(Items with labeled points)
* * *

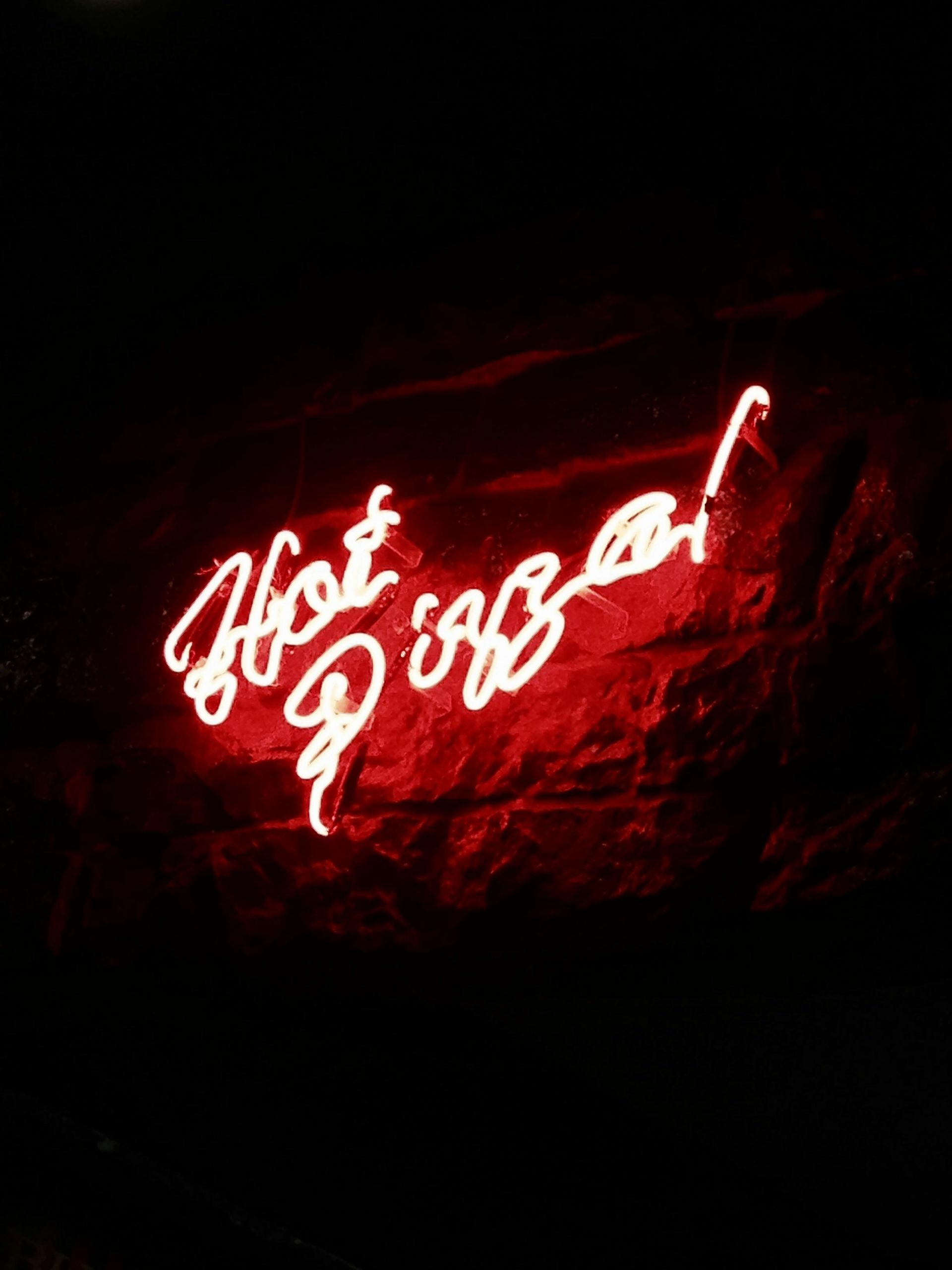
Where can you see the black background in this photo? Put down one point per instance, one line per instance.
(194, 176)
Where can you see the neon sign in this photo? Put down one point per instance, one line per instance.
(634, 540)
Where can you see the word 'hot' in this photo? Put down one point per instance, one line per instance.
(635, 539)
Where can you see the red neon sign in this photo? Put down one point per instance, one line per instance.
(634, 540)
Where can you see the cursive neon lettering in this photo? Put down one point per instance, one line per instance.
(634, 540)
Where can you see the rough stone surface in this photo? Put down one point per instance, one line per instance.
(772, 727)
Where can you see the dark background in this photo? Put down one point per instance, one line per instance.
(196, 192)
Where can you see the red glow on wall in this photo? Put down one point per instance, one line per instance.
(530, 605)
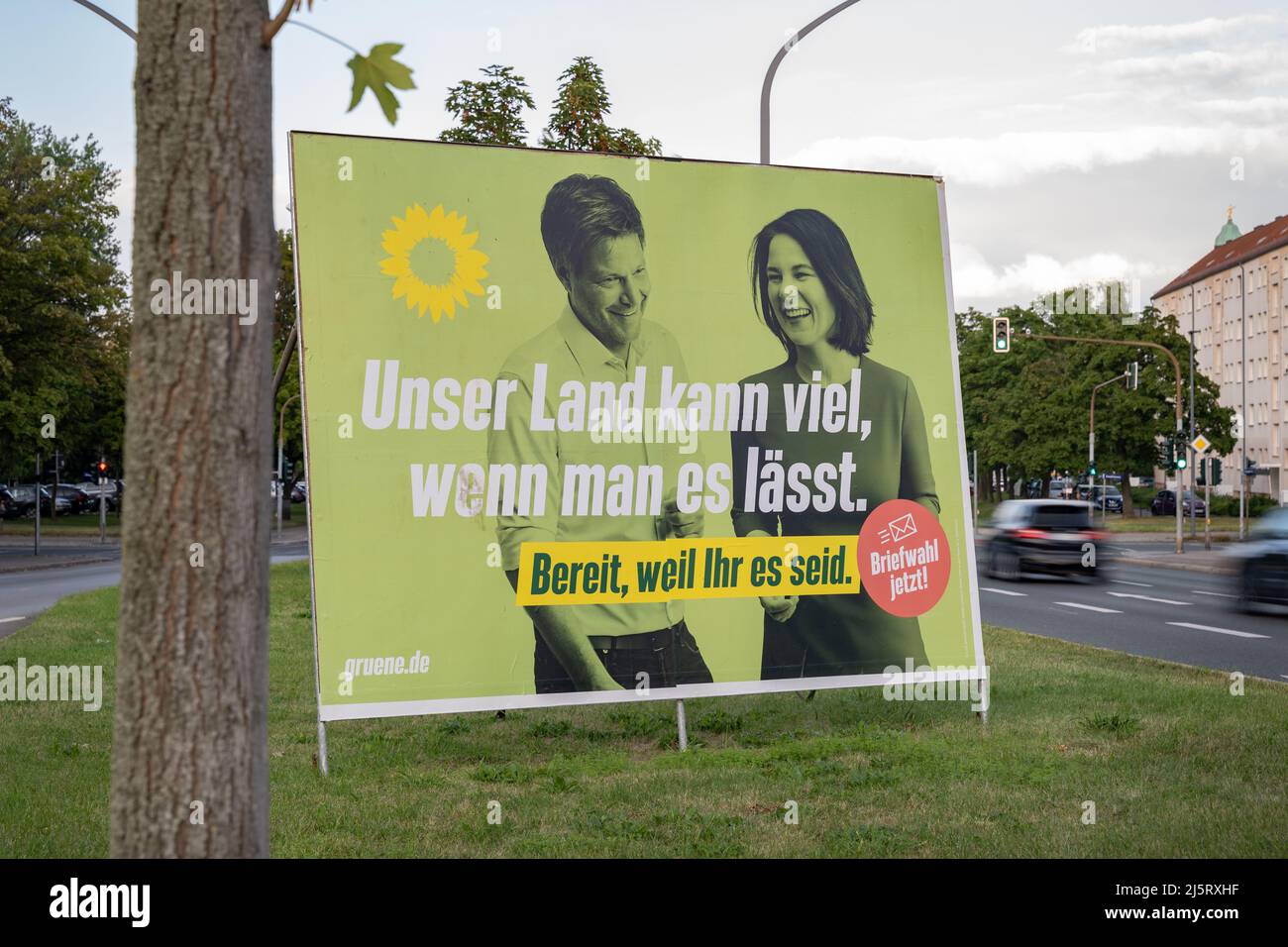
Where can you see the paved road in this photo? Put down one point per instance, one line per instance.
(25, 594)
(1150, 611)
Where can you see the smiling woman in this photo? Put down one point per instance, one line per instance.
(809, 291)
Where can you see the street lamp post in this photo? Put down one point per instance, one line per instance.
(1243, 427)
(281, 420)
(1091, 442)
(1194, 484)
(1180, 405)
(773, 68)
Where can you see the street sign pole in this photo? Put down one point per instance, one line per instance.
(102, 509)
(1207, 502)
(38, 502)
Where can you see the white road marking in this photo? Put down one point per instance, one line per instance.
(1219, 630)
(1090, 608)
(1149, 598)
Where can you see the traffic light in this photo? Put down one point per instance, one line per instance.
(1001, 334)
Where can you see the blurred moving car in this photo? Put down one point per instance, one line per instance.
(21, 500)
(111, 492)
(1060, 489)
(80, 500)
(1051, 536)
(1262, 573)
(1164, 504)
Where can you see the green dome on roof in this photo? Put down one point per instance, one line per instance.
(1229, 231)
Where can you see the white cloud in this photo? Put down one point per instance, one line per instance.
(977, 281)
(1017, 157)
(1263, 108)
(1198, 65)
(1096, 39)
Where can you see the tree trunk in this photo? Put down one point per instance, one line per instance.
(189, 762)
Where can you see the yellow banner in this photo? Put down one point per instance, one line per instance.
(574, 574)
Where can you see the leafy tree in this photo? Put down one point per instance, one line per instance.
(63, 321)
(283, 318)
(1026, 411)
(189, 761)
(579, 121)
(489, 112)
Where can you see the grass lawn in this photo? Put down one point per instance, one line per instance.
(1173, 763)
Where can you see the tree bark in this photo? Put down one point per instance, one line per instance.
(192, 654)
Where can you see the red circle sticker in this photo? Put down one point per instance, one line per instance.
(903, 558)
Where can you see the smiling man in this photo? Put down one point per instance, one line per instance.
(593, 236)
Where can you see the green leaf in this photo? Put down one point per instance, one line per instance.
(378, 71)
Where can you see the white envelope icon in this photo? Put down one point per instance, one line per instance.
(900, 528)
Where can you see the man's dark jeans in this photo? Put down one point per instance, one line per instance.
(669, 657)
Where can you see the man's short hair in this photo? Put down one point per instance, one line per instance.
(580, 211)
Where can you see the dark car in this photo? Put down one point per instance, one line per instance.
(68, 501)
(1051, 536)
(1262, 573)
(1107, 497)
(110, 491)
(76, 495)
(1164, 504)
(20, 501)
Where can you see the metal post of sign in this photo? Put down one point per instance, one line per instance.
(37, 488)
(982, 714)
(1207, 501)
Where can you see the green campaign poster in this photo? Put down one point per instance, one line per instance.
(590, 428)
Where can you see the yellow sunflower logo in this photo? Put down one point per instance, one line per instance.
(446, 234)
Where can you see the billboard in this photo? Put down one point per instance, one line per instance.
(589, 428)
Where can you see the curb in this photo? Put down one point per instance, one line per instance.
(60, 564)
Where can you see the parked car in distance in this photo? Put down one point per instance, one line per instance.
(110, 492)
(1164, 504)
(1262, 571)
(1047, 536)
(1060, 489)
(1112, 496)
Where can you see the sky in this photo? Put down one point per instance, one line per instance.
(1078, 142)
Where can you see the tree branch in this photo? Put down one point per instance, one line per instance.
(110, 18)
(277, 22)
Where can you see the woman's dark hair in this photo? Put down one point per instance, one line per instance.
(833, 262)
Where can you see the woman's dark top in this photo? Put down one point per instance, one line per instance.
(841, 634)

* * *

» **Task to carry out**
Put every line of the items above into a JSON list of strings, one string per line, with blank lines skipped. Leave the pictures out.

» **Written response**
[
  "Where can you see the black background in this photo? Put down one point per instance, one line per instance.",
  "(194, 176)",
  "Where can you see the neon sign in this photo? Put down one point per instance, one line per instance.",
  "(634, 540)",
  "Where can you see the word 'hot' in this photo? Put down one point per instance, one line per instance.",
  "(635, 539)",
  "Where can you see the red neon sign in this photo? Put down one point per instance, one line per instance.",
  "(634, 540)",
  "Where can you see the cursive neon lettering in this photo? Put down one point per instance, one line per instance.",
  "(634, 540)",
  "Where can you see the rough stone surface in this photo? Put down one point per instance, one line per instance.",
  "(772, 727)",
  "Where can you see the dark background in this photo? Put down one point per instance, one line per instance.",
  "(196, 192)",
  "Where can you see the red glow on wall in this photo? Put down one point per instance, one line per instance.",
  "(530, 605)",
  "Where can you see the paved road in this photo? Put down one point per instance, one line per instance.",
  "(25, 594)",
  "(1150, 611)",
  "Where can you see the smiling woman in this photo? Put down one point per instance, one line per instance.",
  "(809, 291)",
  "Where can you see the street lamp post in this photo? Put down one point per instance, one line per instance.",
  "(1243, 427)",
  "(281, 420)",
  "(1091, 442)",
  "(1194, 484)",
  "(1180, 405)",
  "(773, 68)",
  "Where can you see the street sign pole in this photo? Put down one point per instance, one line per instance.",
  "(102, 509)",
  "(1207, 502)",
  "(38, 502)",
  "Where can you see the white road marking in this photo? Put down one point per instance, one line per instance.",
  "(1219, 630)",
  "(1090, 608)",
  "(1149, 598)",
  "Where can you see the traffic light in this photo? Put down one point per instance, one line per instance.",
  "(1001, 334)",
  "Where can you see the blurred moving car in this photo? Put down one point per instance, one line per instance.",
  "(21, 500)",
  "(111, 492)",
  "(1060, 489)",
  "(80, 500)",
  "(1051, 536)",
  "(1262, 573)",
  "(1164, 504)",
  "Where can you see the green dome on roof in this photo? Put down one point per instance, one line per instance.",
  "(1229, 231)",
  "Where can you see the white cloud in this photo? Put down one point per instance, one line per instance.",
  "(977, 281)",
  "(1017, 157)",
  "(1263, 108)",
  "(1198, 65)",
  "(1096, 39)",
  "Where can you see the tree trunk in this photo? Put down one point per instance, one line per instance.",
  "(189, 762)",
  "Where can you see the yellow banner in this photo? Put down one point per instance, one line per instance.",
  "(574, 574)",
  "Where can you see the leafy tree in this photo? Put down one point per instance, one line per instance.",
  "(63, 321)",
  "(283, 318)",
  "(1026, 411)",
  "(189, 761)",
  "(579, 121)",
  "(489, 112)",
  "Where can you see the grass lawn in this photo? Put down one point per instance, one line per instance.",
  "(1173, 763)",
  "Where can you see the tree bark in this photo? Put down one point per instance, one line per instance.",
  "(192, 654)",
  "Where can you see the red circle sticker in this photo? Put down one point per instance, one line per instance.",
  "(903, 558)",
  "Where can you see the smiling man in this photo? Put down one point per instance, one line per instance.",
  "(593, 236)",
  "Where can you see the green leaf in this photo? Put down one point per instance, one line per instance.",
  "(378, 71)",
  "Where can you see the white envelope icon in this photo? Put down one point per instance, one line per instance.",
  "(900, 528)",
  "Where can you see the man's dark jeans in this photo? Put down one point per instance, one line per instance.",
  "(669, 657)",
  "Where can you see the man's short hair in this photo? Put down one point per instance, one line per instance.",
  "(580, 211)",
  "Where can you see the dark car in this photo? Put down one point per instance, one line per instance.",
  "(68, 501)",
  "(1051, 536)",
  "(1262, 573)",
  "(1107, 497)",
  "(110, 491)",
  "(76, 495)",
  "(1164, 504)",
  "(20, 501)",
  "Where can you see the metal post of sign in this photo? Put down one point per instance, one line per instance.",
  "(37, 488)",
  "(982, 714)",
  "(1207, 501)",
  "Where can you see the green campaign poster in this photo? Put down one point per instance, one line per instance.",
  "(590, 428)",
  "Where can you see the yellow sunflower logo in this photo? Put down one point per instance, one line per instance.",
  "(446, 234)",
  "Where can you see the billboard in this photo? Put down one point per instance, one line per instance.",
  "(589, 428)",
  "Where can you see the curb in this photo? Put down one point per instance, one line per instance.",
  "(60, 564)",
  "Where can you see the parked car in distance in this photo? Put down one point per instance, one line per instance.",
  "(110, 492)",
  "(1164, 504)",
  "(1262, 571)",
  "(1047, 536)",
  "(1060, 489)",
  "(1112, 496)",
  "Where can you see the sky in this photo? Put down one point per instance, one line per instance.",
  "(1078, 142)",
  "Where can you see the tree branch in this photo? Put down one point per instance, one line per instance.",
  "(110, 18)",
  "(277, 22)",
  "Where can you see the woman's dark hair in this photo? Put down one point per instance, one line per instance.",
  "(833, 262)",
  "Where can you see the woman's dark top in this photo? Put down one point per instance, one line per instance.",
  "(841, 634)"
]